:: Provided material

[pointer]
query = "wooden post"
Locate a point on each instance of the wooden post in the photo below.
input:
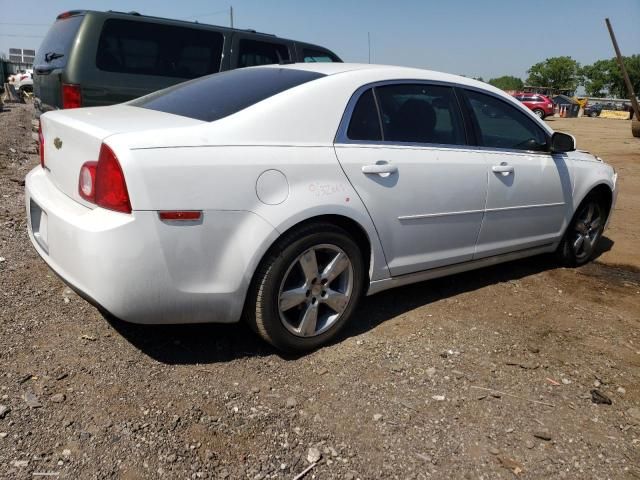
(627, 81)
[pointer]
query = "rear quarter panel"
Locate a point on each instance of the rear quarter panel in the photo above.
(227, 179)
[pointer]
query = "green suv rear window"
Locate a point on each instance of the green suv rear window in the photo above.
(146, 48)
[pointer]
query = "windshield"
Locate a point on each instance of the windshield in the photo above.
(216, 96)
(55, 48)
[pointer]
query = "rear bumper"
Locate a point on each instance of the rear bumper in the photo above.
(141, 269)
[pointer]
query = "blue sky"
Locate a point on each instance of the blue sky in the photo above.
(476, 38)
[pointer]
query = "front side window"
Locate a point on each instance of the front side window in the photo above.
(502, 125)
(145, 48)
(420, 114)
(254, 52)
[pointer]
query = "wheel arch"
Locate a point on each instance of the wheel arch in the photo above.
(357, 231)
(601, 189)
(604, 190)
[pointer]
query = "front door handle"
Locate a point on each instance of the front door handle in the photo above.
(380, 168)
(503, 168)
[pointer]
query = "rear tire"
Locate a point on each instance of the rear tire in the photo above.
(581, 239)
(306, 288)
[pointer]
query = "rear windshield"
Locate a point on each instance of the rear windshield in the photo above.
(144, 48)
(217, 96)
(54, 49)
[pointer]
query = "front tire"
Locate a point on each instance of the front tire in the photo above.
(306, 288)
(585, 230)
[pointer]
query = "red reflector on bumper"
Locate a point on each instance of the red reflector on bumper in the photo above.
(180, 215)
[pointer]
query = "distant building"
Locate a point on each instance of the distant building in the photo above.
(548, 91)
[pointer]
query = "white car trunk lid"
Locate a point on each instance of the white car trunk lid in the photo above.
(73, 137)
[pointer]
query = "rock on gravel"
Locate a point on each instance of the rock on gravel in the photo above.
(58, 398)
(313, 455)
(32, 400)
(543, 434)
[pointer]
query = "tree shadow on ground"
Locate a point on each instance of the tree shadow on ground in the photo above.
(213, 343)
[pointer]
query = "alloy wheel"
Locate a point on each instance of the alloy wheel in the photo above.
(315, 290)
(587, 230)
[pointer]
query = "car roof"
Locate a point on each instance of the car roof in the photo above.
(384, 71)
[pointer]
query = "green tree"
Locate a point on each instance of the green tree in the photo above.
(507, 82)
(597, 78)
(555, 72)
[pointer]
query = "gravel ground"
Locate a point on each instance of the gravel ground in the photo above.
(483, 375)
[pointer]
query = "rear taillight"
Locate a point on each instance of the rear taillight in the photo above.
(71, 96)
(103, 182)
(41, 142)
(87, 181)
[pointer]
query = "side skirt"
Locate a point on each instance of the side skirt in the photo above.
(380, 285)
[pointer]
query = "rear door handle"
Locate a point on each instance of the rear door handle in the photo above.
(504, 169)
(379, 169)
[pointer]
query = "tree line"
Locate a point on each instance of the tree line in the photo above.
(599, 79)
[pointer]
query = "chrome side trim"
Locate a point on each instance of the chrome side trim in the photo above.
(380, 285)
(434, 215)
(519, 207)
(468, 212)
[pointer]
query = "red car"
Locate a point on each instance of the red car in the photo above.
(540, 104)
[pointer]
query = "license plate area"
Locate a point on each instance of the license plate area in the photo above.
(39, 225)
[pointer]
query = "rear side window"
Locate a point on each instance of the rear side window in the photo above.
(311, 56)
(55, 48)
(153, 49)
(253, 52)
(217, 96)
(420, 114)
(502, 125)
(365, 123)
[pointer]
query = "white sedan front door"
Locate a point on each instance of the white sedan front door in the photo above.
(424, 189)
(529, 195)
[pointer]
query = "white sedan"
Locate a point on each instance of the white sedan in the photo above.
(282, 194)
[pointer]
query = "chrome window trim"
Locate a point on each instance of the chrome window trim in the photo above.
(341, 138)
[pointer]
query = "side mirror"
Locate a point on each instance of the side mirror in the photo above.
(562, 142)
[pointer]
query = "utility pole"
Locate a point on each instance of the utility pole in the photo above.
(625, 75)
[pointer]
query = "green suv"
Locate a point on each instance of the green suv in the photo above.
(91, 58)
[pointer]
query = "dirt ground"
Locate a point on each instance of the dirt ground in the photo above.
(483, 375)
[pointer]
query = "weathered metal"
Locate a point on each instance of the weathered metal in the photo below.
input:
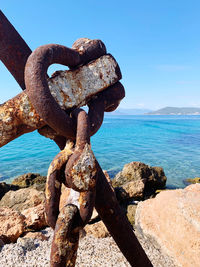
(54, 182)
(117, 223)
(66, 237)
(18, 116)
(81, 205)
(13, 50)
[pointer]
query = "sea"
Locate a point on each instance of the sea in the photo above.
(172, 142)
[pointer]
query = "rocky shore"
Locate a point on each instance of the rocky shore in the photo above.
(167, 224)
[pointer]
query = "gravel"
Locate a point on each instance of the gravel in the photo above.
(92, 252)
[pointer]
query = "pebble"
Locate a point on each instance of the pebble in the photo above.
(92, 252)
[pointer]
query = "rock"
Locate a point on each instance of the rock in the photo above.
(22, 199)
(1, 243)
(171, 224)
(192, 180)
(97, 230)
(26, 243)
(35, 217)
(36, 235)
(132, 189)
(31, 179)
(11, 225)
(131, 210)
(4, 188)
(138, 180)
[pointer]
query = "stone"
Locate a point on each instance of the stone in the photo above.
(11, 225)
(35, 217)
(26, 243)
(171, 224)
(1, 243)
(138, 180)
(133, 189)
(30, 179)
(36, 235)
(4, 188)
(97, 230)
(22, 199)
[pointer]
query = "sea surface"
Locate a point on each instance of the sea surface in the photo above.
(172, 142)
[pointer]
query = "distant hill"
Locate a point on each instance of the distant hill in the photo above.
(123, 111)
(175, 111)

::::

The task:
Each line holding "below" in the records should be copied out.

Your response:
Locate a point on each instance of the wooden post in the photo below.
Locate a point on each instance of the weathered metal in the photo below.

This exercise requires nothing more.